Exercise details: Starting at the line that has "Where can the spectator" and running through the last of the items below, reproduce those lines alone, substituting "search phrase" for every "queried phrase" and changing nothing else.
• • • •
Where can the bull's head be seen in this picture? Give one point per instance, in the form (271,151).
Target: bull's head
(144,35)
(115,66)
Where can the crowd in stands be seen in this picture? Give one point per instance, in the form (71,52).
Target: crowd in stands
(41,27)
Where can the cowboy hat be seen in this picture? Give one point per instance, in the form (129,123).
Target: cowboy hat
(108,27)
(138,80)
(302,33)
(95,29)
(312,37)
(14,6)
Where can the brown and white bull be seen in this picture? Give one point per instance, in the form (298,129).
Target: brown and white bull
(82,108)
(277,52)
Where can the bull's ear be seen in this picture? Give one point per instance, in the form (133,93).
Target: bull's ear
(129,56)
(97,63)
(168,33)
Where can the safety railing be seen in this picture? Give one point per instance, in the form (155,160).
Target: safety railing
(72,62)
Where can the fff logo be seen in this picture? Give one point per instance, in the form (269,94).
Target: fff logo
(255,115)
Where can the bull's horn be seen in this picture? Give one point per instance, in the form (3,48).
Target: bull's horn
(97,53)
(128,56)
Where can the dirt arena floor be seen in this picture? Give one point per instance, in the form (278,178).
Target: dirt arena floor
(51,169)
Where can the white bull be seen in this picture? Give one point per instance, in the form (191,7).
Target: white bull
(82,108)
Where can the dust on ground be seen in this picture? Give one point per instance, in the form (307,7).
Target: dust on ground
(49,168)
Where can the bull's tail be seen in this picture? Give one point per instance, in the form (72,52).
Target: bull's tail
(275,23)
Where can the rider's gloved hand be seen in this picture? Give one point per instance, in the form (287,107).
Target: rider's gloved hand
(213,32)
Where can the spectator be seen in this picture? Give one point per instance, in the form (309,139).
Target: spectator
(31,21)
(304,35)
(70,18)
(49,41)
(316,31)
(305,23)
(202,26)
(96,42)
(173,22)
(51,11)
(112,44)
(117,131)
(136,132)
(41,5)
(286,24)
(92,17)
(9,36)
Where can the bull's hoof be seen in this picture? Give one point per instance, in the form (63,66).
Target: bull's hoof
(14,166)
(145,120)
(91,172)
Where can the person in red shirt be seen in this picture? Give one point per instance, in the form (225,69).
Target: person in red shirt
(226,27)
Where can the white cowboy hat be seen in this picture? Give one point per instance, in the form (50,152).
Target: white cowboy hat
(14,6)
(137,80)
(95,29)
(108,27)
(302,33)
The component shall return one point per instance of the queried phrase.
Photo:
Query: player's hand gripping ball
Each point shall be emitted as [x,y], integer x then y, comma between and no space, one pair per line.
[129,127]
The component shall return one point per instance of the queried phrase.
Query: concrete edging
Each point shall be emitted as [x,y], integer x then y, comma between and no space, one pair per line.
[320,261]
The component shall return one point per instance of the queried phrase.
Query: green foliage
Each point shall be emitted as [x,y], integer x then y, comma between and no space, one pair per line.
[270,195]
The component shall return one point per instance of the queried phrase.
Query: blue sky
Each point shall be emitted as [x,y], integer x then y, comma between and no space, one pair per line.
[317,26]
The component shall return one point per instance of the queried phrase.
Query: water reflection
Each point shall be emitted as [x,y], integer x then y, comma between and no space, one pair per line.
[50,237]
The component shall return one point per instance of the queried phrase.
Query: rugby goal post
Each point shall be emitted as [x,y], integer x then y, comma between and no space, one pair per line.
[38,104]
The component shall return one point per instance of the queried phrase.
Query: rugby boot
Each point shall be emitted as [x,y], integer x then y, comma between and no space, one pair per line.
• • • •
Exercise response:
Where can the spectator be seen in this picture? Give one point per instance, in the form (309,139).
Target: spectator
(31,21)
(304,35)
(70,18)
(49,41)
(316,31)
(305,23)
(202,26)
(96,42)
(173,22)
(51,11)
(112,44)
(117,131)
(136,132)
(41,5)
(286,24)
(92,17)
(9,36)
Where can the bull's hoof be seen in this picture? Give one point per instance, in the form (63,66).
Target: bull's hoof
(14,166)
(145,120)
(91,172)
Where can the person in red shirt be seen in this picture? Give one point per instance, in the form (225,69).
Target: person in red shirt
(226,27)
Where can the white cowboy hat be seen in this picture? Give one point per instance, in the form (50,152).
Target: white cowboy hat
(14,6)
(137,80)
(95,29)
(108,27)
(302,33)
The component shall return one point per instance of the search phrase.
Photo:
Query: player's hand gripping ball
Each point shall be emitted as [x,y], integer x then y, comma between and no space, one pair per line.
[129,127]
The component shall return one point per instance of the search phrase.
Query: concrete edging
Each point shall be emitted as [x,y], integer x then y, comma between and no space, one pair per line.
[320,261]
The component shall return one point per instance of the search phrase.
Query: green foliage
Each point shall be emitted as [x,y], integer x then y, comma between and no space, one pair per line.
[270,195]
The component shall return one point per instance of the search phrase.
Query: blue sky
Each point shall be emitted as [x,y], integer x then y, comma between and no space, one pair per line.
[317,26]
The component shall return one point per instance of the search phrase.
Query: water reflection
Each point shall be emitted as [x,y], integer x then y, comma between and no space, one pair per line.
[50,237]
The component shall return one point per instance of the search phrase.
Query: rugby goal post
Each point shall be emitted as [x,y], integer x then y, comma between and no space, one pair per line.
[38,104]
The component shall return one point per instance of the search phrase.
Query: rugby boot
Each point shall be emitted as [x,y], integer x then y, comma between and no space, one pair per line.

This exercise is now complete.